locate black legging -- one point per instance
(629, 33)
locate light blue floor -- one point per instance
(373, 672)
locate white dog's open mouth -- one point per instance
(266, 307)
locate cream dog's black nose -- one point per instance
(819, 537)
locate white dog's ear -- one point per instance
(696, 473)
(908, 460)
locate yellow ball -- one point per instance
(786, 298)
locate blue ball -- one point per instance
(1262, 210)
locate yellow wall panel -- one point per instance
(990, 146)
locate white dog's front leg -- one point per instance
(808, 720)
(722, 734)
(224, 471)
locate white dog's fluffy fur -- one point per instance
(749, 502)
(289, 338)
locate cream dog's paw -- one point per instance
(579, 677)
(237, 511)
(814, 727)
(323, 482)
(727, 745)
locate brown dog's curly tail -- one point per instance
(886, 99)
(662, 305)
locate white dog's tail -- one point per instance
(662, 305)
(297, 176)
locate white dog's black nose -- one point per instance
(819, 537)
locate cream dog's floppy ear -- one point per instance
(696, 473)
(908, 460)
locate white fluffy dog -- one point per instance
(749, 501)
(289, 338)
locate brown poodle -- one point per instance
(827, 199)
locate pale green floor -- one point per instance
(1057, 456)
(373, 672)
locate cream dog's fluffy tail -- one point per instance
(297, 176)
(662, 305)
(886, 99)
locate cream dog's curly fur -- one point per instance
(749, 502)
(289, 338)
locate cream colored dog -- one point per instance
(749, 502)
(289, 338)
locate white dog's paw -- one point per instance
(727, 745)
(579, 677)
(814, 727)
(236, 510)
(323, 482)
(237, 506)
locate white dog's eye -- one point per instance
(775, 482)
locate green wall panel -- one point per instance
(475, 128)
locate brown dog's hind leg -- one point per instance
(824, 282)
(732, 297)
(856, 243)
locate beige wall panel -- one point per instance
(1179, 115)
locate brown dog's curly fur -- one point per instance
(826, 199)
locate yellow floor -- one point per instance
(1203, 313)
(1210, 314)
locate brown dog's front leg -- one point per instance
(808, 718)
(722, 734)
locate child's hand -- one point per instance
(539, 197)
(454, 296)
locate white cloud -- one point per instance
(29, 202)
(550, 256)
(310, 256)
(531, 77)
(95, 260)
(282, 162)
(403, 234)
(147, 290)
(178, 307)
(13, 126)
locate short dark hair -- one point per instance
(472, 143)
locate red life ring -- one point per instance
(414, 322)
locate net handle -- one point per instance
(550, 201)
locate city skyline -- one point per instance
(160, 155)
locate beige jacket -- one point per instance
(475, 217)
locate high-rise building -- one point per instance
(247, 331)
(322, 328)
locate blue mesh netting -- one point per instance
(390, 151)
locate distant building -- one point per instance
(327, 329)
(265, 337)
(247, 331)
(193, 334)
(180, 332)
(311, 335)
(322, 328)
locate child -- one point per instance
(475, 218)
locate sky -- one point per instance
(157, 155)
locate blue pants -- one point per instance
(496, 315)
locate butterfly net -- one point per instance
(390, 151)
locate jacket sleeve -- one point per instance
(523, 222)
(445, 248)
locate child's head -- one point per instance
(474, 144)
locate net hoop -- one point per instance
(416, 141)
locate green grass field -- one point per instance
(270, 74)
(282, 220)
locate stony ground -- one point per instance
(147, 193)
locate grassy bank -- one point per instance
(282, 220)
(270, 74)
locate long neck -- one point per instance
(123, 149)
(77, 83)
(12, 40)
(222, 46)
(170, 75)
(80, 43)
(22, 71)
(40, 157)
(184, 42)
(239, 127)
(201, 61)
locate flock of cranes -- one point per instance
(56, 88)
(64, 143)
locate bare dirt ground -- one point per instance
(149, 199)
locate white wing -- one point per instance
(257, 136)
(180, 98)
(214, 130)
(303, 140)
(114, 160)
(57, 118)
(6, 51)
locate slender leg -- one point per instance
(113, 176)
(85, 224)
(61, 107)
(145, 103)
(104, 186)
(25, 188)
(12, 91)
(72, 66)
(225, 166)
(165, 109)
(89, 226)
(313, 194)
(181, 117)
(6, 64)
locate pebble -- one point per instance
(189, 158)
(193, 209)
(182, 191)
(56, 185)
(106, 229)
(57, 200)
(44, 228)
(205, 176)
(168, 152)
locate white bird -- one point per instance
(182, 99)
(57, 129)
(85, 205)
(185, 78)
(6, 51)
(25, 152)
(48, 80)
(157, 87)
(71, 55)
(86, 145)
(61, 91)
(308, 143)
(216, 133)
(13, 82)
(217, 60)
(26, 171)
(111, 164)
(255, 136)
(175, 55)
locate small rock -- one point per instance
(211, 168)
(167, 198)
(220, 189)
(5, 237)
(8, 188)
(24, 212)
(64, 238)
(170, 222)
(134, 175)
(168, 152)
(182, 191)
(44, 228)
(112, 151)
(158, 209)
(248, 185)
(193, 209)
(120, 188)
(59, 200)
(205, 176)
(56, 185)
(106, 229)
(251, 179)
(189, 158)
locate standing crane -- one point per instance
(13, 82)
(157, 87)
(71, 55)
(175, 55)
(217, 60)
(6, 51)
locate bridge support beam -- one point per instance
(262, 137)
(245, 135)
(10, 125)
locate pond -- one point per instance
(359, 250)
===============
Reproduce every one of the records above, line for line, with no changes.

_WRITTEN ANSWER_:
locate black legging -- one point per instance
(629, 33)
locate light blue floor -- one point per instance
(373, 672)
locate white dog's open mouth -- one point per instance
(266, 307)
locate cream dog's black nose -- one point per instance
(819, 537)
locate white dog's ear -- one point per instance
(696, 473)
(908, 460)
locate yellow ball -- one point per instance
(786, 298)
locate blue ball -- one point per instance
(1262, 210)
locate yellow wall panel -- one point per instance
(990, 146)
locate white dog's front leg -- one point per instance
(808, 720)
(722, 734)
(224, 471)
locate white dog's fluffy fur -- one point per instance
(749, 502)
(289, 338)
locate cream dog's paw -- one point per instance
(579, 677)
(237, 511)
(814, 727)
(323, 482)
(727, 745)
locate brown dog's curly tail -- one point per instance
(886, 99)
(662, 305)
locate white dog's tail -- one point per instance
(662, 305)
(297, 176)
locate white dog's black nose -- one point per instance
(819, 537)
locate cream dog's floppy ear -- one point per instance
(696, 473)
(908, 460)
locate white fluffy dog -- one point per instance
(749, 501)
(289, 338)
locate brown poodle -- one point per instance
(827, 199)
locate pale green floor -- one point per instance
(1057, 456)
(373, 672)
locate cream dog's fluffy tail -- one point per instance
(297, 176)
(662, 305)
(886, 99)
locate cream dog's curly fur -- one point per instance
(749, 502)
(289, 338)
locate cream colored dog -- one point per instance
(749, 502)
(289, 338)
locate white dog's paw -- one point per instance
(727, 745)
(579, 677)
(814, 727)
(236, 510)
(323, 482)
(237, 506)
locate white dog's eye -- one point per instance
(775, 482)
locate green wall panel -- one point per instance
(475, 128)
locate brown dog's hind leg -- one point per instance
(824, 282)
(732, 297)
(856, 243)
locate beige wall panel -- one point per instance
(1179, 115)
locate brown dog's curly fur -- one point per instance
(826, 199)
locate yellow floor -- one point per instance
(1203, 313)
(1210, 314)
locate brown dog's front leg -- one point per instance
(808, 718)
(722, 734)
locate child's hand -- one point per instance
(539, 197)
(454, 296)
locate white cloud -- one point per instance
(29, 202)
(550, 256)
(310, 256)
(531, 77)
(95, 260)
(282, 162)
(403, 234)
(147, 290)
(178, 307)
(13, 126)
locate short dark hair -- one point per instance
(472, 143)
locate red life ring -- one point per instance
(414, 322)
locate net handle -- one point per instance
(550, 201)
locate city skyline -- one point per instance
(160, 155)
locate beige jacket -- one point per instance
(475, 217)
locate high-rise building -- one point per instance
(247, 331)
(322, 328)
locate blue mesh netting -- one point per instance
(390, 151)
locate distant building -- one point per instance
(327, 329)
(265, 337)
(247, 331)
(193, 334)
(180, 332)
(311, 335)
(322, 328)
locate child -- one point per instance
(475, 218)
locate sky -- one point per instance
(157, 155)
locate blue pants -- one point per instance
(496, 315)
locate butterfly net -- one point per instance
(390, 151)
locate jacket sleeve -- one point per instance
(523, 222)
(445, 248)
locate child's head -- one point per instance
(474, 144)
locate net hoop -- one point per instance
(416, 141)
locate green grass field -- one point per instance
(270, 74)
(282, 220)
locate stony ground -- one point per instance
(147, 193)
locate grassy bank -- one point per instance
(282, 220)
(270, 74)
locate long neck -- one point per instance
(123, 149)
(77, 83)
(12, 40)
(222, 46)
(170, 75)
(80, 43)
(22, 71)
(40, 157)
(184, 42)
(239, 127)
(201, 61)
locate flock of cranes -- one point per instance
(56, 88)
(64, 143)
locate bare dirt ground -- one point per instance
(149, 199)
locate white wing -- one point per instance
(257, 136)
(180, 98)
(214, 130)
(303, 140)
(114, 160)
(57, 118)
(6, 51)
locate slender leg -- one point per instance
(113, 176)
(85, 224)
(61, 107)
(145, 103)
(104, 186)
(25, 188)
(12, 91)
(72, 66)
(225, 166)
(165, 109)
(89, 226)
(313, 194)
(181, 117)
(6, 64)
locate pebble -- one point per instance
(189, 158)
(193, 209)
(182, 191)
(56, 185)
(106, 229)
(57, 200)
(44, 228)
(205, 176)
(168, 152)
locate white bird -- one point per instance
(182, 99)
(57, 129)
(85, 205)
(185, 78)
(6, 51)
(25, 152)
(48, 80)
(157, 87)
(71, 55)
(86, 145)
(61, 91)
(308, 143)
(216, 133)
(13, 82)
(217, 60)
(26, 171)
(111, 164)
(255, 136)
(175, 55)
locate small rock -- one point per instance
(211, 168)
(167, 198)
(220, 189)
(5, 237)
(8, 188)
(24, 212)
(64, 238)
(170, 222)
(134, 175)
(168, 152)
(182, 191)
(44, 228)
(112, 151)
(158, 209)
(248, 185)
(193, 209)
(120, 188)
(59, 200)
(205, 176)
(56, 185)
(106, 229)
(251, 179)
(189, 158)
locate standing crane -- one point per instance
(13, 82)
(157, 87)
(71, 55)
(175, 55)
(217, 60)
(6, 51)
locate bridge support beam -- one point per instance
(262, 137)
(245, 135)
(10, 125)
locate pond -- one point per instance
(359, 250)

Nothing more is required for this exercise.